▶ READING TEXT
--*--
Reputation: 1389
I have two input files such that:
file1
123
456
789
file2
123|foo
456|bar
999|baz
I need to copy the lines from file2 whose keys are in file1, so the end result is:
file3
123|foo
456|bar
Right now, I'm using a shell script that loops through they key file and uses grep for each one:
grep "^${keys[$keyindex]}|" $datafile >&4
But as you can imagine, this is extremely slow. The key file (file1) has approximately 400,000 keys and the data file (file2) has about 750,000 rows. Is there a better way to do this?
Upvotes: 0
Views: 666
Reputation: 246837
join
is the best solution, if sorting is OK. An awk solution:
awk -F \| '
FILENAME==ARGV[1] {key[$1];next}
$1 in key
' file1 file2
Upvotes: 0
Reputation: 137332
I would use something like Python, which would process it pretty fast if you used an optimized data type like set
. Not sure of your exact requirements, so you would need to adjust accordingly.
#!/usr/bin/python
# Create a set to store all of the items in file1
Set1 = set()
for line in open('file1', 'r'):
Set1.add(line.strip())
# Open a file to write to
file4 = open('file4', 'w')
# Loop over file2, and only write out the items found in Set1
for line in open('file2', 'r'):
if '|' not in line:
continue
parts = line.strip().split('|', 1)
if parts[0] in Set1:
file4.write(parts[1] + "\n")
Upvotes: 0
--*--
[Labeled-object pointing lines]
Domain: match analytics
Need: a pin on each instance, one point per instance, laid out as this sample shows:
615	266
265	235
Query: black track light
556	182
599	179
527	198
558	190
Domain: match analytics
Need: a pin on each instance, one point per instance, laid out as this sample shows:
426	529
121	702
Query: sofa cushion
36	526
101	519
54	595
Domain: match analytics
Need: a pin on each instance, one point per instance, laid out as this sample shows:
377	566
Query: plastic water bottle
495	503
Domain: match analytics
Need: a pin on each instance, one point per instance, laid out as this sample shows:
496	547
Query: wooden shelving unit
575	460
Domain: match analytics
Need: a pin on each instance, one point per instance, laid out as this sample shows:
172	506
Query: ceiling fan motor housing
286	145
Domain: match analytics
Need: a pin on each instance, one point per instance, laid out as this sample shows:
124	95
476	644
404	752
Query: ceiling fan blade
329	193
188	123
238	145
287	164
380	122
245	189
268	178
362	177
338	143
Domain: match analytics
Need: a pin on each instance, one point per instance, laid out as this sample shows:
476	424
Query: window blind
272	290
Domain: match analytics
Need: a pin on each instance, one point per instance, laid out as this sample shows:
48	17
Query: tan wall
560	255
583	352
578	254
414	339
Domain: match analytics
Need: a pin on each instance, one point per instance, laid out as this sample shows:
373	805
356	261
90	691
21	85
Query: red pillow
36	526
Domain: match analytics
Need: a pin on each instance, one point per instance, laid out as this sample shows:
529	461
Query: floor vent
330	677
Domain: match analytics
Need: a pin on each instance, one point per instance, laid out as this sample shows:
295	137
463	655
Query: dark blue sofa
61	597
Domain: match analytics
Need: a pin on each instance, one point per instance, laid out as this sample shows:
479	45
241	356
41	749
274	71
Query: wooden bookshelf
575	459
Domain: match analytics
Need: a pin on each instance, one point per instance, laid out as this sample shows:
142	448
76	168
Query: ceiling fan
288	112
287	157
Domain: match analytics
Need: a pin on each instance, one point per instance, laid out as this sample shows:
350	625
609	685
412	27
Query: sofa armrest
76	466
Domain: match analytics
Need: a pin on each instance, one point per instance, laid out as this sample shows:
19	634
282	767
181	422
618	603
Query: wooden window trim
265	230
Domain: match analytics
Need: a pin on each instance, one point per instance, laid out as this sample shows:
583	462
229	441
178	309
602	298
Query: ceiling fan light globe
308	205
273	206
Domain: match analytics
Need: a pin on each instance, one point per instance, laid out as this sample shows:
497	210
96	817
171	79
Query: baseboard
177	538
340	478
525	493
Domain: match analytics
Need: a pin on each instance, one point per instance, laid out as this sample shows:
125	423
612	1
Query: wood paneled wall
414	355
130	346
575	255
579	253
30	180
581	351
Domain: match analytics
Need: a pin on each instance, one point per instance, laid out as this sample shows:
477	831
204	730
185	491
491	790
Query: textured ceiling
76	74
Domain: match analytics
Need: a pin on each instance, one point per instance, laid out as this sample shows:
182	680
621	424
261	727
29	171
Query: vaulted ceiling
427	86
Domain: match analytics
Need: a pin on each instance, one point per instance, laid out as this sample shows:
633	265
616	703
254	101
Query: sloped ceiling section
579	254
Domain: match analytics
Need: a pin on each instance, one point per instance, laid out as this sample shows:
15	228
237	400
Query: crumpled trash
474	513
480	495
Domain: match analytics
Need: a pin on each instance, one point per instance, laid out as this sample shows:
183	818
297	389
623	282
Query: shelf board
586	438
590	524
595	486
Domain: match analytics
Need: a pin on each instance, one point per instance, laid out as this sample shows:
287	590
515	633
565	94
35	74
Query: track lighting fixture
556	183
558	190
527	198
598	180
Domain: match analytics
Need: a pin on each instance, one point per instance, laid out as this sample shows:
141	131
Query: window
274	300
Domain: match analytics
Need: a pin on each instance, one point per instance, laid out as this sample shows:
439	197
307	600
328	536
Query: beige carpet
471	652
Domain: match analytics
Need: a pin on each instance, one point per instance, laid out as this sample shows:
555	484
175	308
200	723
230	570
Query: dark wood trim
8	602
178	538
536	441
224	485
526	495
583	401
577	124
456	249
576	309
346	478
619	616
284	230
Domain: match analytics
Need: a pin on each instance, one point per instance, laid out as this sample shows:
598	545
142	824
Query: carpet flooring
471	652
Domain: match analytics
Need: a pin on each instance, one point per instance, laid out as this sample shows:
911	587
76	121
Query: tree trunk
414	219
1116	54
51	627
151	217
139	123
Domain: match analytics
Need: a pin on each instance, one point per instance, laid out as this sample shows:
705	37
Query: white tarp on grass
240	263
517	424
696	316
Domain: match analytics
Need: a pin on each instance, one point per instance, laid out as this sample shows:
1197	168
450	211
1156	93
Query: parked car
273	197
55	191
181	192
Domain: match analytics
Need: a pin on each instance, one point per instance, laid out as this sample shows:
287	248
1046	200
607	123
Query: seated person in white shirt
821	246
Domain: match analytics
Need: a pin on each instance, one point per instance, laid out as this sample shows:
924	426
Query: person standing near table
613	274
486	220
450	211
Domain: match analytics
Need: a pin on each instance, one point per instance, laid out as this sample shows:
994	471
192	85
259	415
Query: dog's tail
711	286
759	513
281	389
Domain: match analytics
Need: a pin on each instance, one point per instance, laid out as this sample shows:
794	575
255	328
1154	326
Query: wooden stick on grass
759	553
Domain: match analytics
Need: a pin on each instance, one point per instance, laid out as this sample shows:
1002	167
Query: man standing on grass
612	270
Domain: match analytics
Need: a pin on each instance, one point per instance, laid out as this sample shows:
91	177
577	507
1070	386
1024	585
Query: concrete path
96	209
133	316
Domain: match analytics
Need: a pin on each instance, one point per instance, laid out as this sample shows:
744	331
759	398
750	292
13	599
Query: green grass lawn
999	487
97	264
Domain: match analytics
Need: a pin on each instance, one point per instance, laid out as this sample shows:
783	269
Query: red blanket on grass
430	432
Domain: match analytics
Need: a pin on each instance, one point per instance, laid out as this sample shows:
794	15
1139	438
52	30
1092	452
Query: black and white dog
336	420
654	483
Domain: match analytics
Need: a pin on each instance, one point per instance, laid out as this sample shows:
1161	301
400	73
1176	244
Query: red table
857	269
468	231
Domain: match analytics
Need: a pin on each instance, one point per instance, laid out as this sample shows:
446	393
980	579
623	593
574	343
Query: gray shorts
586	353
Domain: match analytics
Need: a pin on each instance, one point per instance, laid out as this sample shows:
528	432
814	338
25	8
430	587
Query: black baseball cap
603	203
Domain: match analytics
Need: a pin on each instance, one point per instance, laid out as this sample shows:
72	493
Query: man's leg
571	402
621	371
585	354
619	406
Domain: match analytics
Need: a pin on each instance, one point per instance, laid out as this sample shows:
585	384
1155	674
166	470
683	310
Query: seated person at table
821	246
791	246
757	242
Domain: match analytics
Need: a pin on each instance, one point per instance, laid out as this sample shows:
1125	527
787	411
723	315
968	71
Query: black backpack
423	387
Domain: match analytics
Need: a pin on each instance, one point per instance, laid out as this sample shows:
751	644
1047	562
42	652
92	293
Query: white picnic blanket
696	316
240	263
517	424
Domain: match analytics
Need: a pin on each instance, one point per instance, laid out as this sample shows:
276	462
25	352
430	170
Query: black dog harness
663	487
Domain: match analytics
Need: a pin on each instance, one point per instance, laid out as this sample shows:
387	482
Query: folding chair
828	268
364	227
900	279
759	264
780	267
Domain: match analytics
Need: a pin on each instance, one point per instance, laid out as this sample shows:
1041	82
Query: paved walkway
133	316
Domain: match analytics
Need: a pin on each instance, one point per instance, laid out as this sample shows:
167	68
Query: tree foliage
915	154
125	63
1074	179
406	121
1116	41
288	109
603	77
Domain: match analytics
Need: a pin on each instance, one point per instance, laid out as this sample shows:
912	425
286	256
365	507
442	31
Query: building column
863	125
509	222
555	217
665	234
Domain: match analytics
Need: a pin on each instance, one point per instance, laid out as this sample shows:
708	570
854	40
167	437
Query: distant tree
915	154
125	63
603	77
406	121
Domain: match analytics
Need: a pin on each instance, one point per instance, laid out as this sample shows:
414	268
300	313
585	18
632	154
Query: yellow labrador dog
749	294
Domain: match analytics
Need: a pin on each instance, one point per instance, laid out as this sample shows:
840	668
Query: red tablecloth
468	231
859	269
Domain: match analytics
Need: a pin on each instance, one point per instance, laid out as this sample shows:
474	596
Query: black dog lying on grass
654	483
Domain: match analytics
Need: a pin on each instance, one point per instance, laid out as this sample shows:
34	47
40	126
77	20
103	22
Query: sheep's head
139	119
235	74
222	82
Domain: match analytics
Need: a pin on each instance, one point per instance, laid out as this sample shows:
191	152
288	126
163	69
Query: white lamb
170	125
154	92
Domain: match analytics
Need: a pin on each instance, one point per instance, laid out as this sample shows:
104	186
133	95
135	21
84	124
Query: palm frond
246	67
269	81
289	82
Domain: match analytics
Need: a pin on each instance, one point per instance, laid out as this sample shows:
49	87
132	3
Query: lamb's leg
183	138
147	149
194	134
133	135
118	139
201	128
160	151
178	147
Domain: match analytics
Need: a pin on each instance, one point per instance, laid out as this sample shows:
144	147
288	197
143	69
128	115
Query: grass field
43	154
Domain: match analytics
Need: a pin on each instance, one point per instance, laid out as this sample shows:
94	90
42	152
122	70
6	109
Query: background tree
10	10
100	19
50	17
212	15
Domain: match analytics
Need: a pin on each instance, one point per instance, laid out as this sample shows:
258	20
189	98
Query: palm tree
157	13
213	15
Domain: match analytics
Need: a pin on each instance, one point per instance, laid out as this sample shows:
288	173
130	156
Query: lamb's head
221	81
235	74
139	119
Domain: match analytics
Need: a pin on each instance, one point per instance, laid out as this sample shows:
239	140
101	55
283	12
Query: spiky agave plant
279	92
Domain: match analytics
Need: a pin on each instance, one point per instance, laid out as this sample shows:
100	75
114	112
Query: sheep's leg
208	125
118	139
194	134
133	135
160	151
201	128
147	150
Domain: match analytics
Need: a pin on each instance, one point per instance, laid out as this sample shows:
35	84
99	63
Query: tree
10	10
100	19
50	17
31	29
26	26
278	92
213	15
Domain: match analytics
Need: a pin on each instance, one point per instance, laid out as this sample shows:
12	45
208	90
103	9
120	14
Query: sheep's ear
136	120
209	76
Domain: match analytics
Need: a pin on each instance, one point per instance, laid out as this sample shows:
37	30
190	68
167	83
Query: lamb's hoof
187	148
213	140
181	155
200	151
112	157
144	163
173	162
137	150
--*--
▶ AIM OF THE EXERCISE
Decide whether each statement agrees with the key-matching thread above, answering yes or no and quoting the deciding words from the thread.
1. The key file holds approximately 400,000 keys.
2. The Python reply builds its set from the items in file2.
3. The data file has about 750,000 rows.

▶ TASK OUTPUT
1. Yes: "The key file (file1) has approximately 400,000 keys"
2. No: "# Create a set to store all of the items in file1"
3. Yes: "the data file (file2) has about 750,000 rows"